• _Point localization data_:
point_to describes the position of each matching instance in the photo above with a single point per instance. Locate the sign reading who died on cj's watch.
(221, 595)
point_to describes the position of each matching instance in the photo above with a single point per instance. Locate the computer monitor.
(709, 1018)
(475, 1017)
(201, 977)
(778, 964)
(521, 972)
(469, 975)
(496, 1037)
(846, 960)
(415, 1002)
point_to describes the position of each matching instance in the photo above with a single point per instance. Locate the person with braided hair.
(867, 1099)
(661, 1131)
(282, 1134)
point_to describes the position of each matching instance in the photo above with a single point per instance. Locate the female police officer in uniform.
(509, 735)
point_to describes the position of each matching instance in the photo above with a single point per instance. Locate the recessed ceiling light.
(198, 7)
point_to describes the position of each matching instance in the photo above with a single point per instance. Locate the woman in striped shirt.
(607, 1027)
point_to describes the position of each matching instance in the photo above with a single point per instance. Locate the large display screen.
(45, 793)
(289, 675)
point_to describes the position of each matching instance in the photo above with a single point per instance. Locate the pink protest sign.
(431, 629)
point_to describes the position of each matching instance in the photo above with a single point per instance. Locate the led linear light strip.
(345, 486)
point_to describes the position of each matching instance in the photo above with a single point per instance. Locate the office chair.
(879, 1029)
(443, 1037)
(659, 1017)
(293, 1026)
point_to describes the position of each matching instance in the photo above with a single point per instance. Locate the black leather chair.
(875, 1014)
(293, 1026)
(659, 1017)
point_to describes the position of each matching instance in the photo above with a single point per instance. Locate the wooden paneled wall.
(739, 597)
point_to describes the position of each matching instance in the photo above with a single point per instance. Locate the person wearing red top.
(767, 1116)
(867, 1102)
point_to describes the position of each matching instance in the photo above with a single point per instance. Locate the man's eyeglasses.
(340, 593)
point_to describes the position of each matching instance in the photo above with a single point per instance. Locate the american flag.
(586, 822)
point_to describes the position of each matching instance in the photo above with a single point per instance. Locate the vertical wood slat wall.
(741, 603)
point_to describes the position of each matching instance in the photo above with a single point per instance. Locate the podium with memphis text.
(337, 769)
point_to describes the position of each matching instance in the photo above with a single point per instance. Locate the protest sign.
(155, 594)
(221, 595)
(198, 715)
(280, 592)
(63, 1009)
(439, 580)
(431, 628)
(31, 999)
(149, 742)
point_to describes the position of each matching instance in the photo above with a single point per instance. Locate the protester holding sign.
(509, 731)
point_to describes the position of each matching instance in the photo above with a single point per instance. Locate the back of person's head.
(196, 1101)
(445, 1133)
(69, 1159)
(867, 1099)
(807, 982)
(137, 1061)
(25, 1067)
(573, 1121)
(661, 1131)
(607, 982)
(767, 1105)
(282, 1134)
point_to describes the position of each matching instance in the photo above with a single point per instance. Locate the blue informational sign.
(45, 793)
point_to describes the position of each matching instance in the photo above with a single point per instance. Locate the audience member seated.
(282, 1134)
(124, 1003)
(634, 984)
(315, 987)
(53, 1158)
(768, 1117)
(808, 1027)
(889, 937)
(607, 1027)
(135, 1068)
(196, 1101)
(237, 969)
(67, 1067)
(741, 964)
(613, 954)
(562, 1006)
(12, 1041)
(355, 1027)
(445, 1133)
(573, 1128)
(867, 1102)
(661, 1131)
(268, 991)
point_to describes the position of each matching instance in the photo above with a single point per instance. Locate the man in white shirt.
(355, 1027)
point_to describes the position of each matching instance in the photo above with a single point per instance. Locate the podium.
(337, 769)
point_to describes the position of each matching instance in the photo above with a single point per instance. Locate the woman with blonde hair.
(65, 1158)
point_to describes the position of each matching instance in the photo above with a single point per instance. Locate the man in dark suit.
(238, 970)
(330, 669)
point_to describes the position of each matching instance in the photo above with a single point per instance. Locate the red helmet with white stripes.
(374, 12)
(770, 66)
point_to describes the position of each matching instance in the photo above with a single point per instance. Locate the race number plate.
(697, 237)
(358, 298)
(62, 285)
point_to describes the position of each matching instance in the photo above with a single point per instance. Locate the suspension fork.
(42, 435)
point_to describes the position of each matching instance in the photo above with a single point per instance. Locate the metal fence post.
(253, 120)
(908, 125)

• _Required action_: Set down the data exactly.

• _Result of the task_:
point_to describes the position of each matching instance in the photo above with a single point per instance. Locate the sign reading who died on cj's watch.
(221, 595)
point_to describes the position of each matching instance in the photo above with a single point per instance. Locate the computer monitor.
(709, 1018)
(475, 1017)
(201, 977)
(778, 964)
(521, 972)
(469, 975)
(496, 1037)
(846, 960)
(415, 1002)
point_to describes the position of each matching instance in the photo above with a single point per instance. Locate the person with braided hair.
(867, 1099)
(661, 1131)
(282, 1134)
point_to describes the position of each matching instance in the photo above with a single point per instance. Locate the female police officer in uniform.
(509, 735)
point_to describes the position of each matching instance in the photo above with a single point per instance. Locate the recessed ceiling light.
(198, 7)
point_to describes the position of each matching instance in the photo above with a single point per instance. Locate the woman in striped shirt.
(607, 1027)
point_to describes the position of each matching instance in the photo above with a single point per instance. Locate the large display screen.
(45, 793)
(289, 675)
point_to describes the position of each matching instance in the photo above with a single point per instance. Locate the pink protest sign.
(431, 629)
point_to describes the position of each matching instance in the photo above with a single point per instance. Locate the led linear light strip.
(345, 486)
point_to describes the position of each matching instance in the photo above with a single point per instance. Locate the office chair.
(879, 1029)
(443, 1037)
(659, 1017)
(293, 1026)
point_to describes the position of each matching instance in the photo above with a single point per instance. Locate the black leather chair.
(875, 1014)
(293, 1026)
(659, 1017)
point_to describes the position of each matching instance in the photo above with a single point per instance. Locate the wooden paneled wall.
(739, 597)
point_to describes the position of each matching instance in the photo above with a single point per instance. Locate the person wearing red top.
(767, 1116)
(867, 1102)
point_to describes the position of each matching instance in the photo above with a single point per instance. Locate the man's eyeglasses.
(340, 593)
point_to describes the position of each matching instance in the photo above with a single point per instance. Locate the american flag.
(586, 822)
point_to describes the position of each matching instance in the photo above with a single point per instance. Locate the vertical wood slat wall.
(741, 603)
point_to describes the position of each matching instance in the photo above with a single point per instance. Locate the podium with memphis text.
(337, 769)
point_to describes the position of each matching instance in the photo above with a single point per instance. Locate the protest sign.
(155, 594)
(221, 595)
(198, 715)
(280, 592)
(63, 1009)
(439, 580)
(431, 628)
(31, 999)
(149, 742)
point_to describes the position of each matching instance in the photo above with a single point per instance. Locate the protester holding sign.
(509, 731)
point_to describes the position of each matching instance in the photo above with a single point per instance. Locate the back of person's head.
(196, 1101)
(445, 1133)
(69, 1159)
(867, 1099)
(807, 982)
(137, 1061)
(25, 1067)
(573, 1121)
(661, 1131)
(607, 982)
(767, 1105)
(282, 1134)
point_to describes the position of each matching instance in the photo above with a single point per instance. Locate the blue informational sign.
(45, 793)
point_to describes the position of each matching instance in the photo above with a single point per instance. Locate the audience member seated.
(282, 1134)
(124, 1003)
(634, 984)
(315, 987)
(53, 1158)
(768, 1117)
(808, 1027)
(889, 937)
(607, 1027)
(135, 1068)
(196, 1101)
(237, 969)
(67, 1067)
(741, 964)
(613, 954)
(562, 1006)
(12, 1041)
(355, 1027)
(445, 1133)
(573, 1128)
(867, 1102)
(661, 1131)
(268, 991)
point_to describes the position of each matching instance in the photo above with a single point per instance. Locate the man in white shirt.
(355, 1027)
point_to describes the position of each matching instance in the photo above with a single point per instance. Locate the podium.
(337, 769)
point_to describes the position of each matching instance in the photo above with a single point per instance. Locate the woman with blonde hair.
(65, 1158)
point_to describes the position of each matching instance in the photo above with a single point per instance. Locate the man in dark suit.
(238, 970)
(330, 669)
point_to describes the position of each matching instance in the photo above with a single point per instance. Locate the red helmet with white stripes.
(374, 12)
(770, 66)
point_to describes the position of each matching instance in the photo above with a single point per instance. Locate the race number plate.
(697, 237)
(358, 298)
(62, 285)
point_to describes the position of each matching instance in the photo above with a single point per instance. Locate the suspension fork.
(42, 435)
point_to describes the position of each matching instance in the photo above with a single point per instance. Locate the metal fence post.
(253, 120)
(908, 125)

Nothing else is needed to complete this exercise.